**EXERCISE GOAL:** Without altering a single character, set down all of the data below.

**MATERIAL TO PROCESS:**
══════════
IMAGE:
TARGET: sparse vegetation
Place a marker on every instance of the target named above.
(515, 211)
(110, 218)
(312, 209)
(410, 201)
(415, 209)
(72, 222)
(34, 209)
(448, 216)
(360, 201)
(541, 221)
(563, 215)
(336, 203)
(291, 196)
══════════
**TASK ANSWER:**
IMAGE:
TARGET: sparse vegetation
Place a marker on every instance of the target named above.
(515, 211)
(110, 218)
(312, 209)
(410, 201)
(415, 209)
(72, 222)
(34, 209)
(448, 216)
(360, 201)
(541, 221)
(563, 215)
(336, 203)
(291, 196)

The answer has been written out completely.